[Begin]
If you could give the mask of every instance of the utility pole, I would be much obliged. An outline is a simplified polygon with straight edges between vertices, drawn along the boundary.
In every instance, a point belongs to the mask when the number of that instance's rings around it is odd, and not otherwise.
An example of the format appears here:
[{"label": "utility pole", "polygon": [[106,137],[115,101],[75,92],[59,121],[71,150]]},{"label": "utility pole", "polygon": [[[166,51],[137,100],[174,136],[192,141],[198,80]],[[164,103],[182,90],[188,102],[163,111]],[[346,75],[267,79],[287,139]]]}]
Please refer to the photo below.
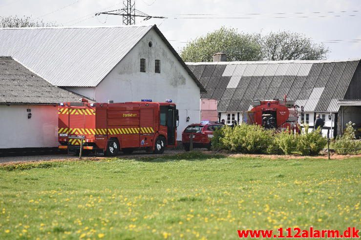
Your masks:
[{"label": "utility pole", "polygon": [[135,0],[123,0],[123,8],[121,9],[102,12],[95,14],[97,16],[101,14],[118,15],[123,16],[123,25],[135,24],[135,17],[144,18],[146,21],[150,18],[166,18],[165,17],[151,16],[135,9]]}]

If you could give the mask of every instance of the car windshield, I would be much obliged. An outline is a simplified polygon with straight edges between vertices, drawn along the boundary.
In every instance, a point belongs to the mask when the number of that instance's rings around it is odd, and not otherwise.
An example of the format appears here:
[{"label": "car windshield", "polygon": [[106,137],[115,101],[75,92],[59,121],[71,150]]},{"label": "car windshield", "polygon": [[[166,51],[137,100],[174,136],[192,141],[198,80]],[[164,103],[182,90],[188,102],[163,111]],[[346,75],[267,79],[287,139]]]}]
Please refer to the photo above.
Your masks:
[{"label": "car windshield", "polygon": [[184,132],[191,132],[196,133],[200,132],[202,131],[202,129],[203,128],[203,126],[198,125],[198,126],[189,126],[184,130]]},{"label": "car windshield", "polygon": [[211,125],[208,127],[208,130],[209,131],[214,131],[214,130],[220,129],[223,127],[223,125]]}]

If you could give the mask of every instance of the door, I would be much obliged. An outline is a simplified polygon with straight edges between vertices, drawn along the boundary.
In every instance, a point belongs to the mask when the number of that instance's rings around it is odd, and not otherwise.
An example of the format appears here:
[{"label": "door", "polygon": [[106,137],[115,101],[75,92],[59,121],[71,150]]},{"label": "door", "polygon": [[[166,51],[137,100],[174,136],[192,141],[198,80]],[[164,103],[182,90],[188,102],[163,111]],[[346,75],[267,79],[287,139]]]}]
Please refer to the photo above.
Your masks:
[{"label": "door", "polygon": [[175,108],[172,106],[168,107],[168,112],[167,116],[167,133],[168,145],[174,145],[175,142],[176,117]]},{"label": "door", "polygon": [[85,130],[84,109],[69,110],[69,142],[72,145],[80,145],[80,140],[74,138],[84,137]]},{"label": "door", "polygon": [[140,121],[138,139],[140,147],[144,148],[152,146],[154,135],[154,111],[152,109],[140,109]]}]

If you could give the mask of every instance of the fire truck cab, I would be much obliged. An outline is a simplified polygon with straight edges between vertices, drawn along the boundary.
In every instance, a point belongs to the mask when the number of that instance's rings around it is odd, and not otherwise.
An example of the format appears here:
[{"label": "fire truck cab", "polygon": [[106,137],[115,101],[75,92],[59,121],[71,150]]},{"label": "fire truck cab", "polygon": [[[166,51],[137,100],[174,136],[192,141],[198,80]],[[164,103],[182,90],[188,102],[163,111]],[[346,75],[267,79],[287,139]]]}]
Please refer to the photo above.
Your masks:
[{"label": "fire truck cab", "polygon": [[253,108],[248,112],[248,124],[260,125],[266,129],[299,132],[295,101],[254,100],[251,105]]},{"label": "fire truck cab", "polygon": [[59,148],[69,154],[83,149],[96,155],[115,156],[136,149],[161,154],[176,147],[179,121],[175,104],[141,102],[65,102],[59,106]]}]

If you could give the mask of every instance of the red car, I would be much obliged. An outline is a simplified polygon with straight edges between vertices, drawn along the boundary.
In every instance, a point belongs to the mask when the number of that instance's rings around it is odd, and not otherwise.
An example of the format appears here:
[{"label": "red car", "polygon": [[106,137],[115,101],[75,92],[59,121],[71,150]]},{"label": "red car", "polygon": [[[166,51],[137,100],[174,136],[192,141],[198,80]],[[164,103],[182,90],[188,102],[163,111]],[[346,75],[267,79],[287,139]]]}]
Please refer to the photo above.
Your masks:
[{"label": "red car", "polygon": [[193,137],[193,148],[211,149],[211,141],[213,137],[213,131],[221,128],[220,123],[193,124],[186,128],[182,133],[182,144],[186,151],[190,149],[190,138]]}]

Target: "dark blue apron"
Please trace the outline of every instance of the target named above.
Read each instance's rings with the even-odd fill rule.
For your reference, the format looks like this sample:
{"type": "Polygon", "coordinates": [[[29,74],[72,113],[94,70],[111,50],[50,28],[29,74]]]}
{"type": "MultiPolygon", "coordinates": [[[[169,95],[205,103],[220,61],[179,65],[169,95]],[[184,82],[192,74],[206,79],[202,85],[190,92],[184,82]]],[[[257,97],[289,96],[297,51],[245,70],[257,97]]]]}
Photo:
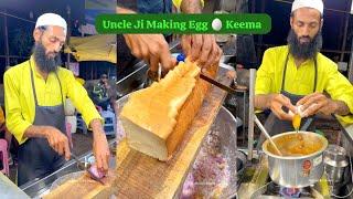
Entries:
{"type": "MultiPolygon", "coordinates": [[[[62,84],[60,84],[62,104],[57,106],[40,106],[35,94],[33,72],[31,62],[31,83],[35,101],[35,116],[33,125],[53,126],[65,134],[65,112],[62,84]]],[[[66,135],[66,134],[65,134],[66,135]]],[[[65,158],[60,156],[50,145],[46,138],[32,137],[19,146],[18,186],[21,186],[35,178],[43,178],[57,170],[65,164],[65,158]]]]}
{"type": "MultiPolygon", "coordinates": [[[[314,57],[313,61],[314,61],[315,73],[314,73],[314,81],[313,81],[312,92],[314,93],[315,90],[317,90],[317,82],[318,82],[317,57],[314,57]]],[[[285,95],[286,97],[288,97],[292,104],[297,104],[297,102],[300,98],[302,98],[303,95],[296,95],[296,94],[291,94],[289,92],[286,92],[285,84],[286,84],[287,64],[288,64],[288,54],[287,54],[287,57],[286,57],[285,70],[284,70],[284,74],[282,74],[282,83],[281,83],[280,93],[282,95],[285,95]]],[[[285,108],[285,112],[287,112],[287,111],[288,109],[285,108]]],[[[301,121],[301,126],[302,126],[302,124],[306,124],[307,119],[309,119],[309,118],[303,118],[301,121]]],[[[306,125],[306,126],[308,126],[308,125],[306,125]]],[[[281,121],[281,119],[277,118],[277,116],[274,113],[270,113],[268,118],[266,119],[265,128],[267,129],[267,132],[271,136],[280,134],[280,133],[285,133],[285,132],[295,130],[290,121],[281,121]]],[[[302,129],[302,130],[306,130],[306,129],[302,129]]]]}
[End]
→ The task
Report every line of the records that contains the word "drawn", matching case exactly.

→ Complete answer
If you could give the mask of every instance of the utility pole, I would be much obliged. An outline is a simplified polygon with straight edges between vertices, drawn along the boundary.
If you could give the mask of every instance of the car windshield, I would be much obliged. An outline is a simplified polygon with straight edges between vertices, drawn along the boundary.
If you could give the mask of every instance of the door, I would be much obliged. An outline is a simplified polygon with straight edges between vertices, drawn along the boundary.
If you could give the mask of every instance of the fire truck cab, I would be much obliged. An outline is a simplified polygon with straight edges between vertices, drawn along the boundary.
If you could give the mask of every instance of the red car, I would be much obliged. An outline is a simplified polygon with straight edges between vertices, drawn along the boundary.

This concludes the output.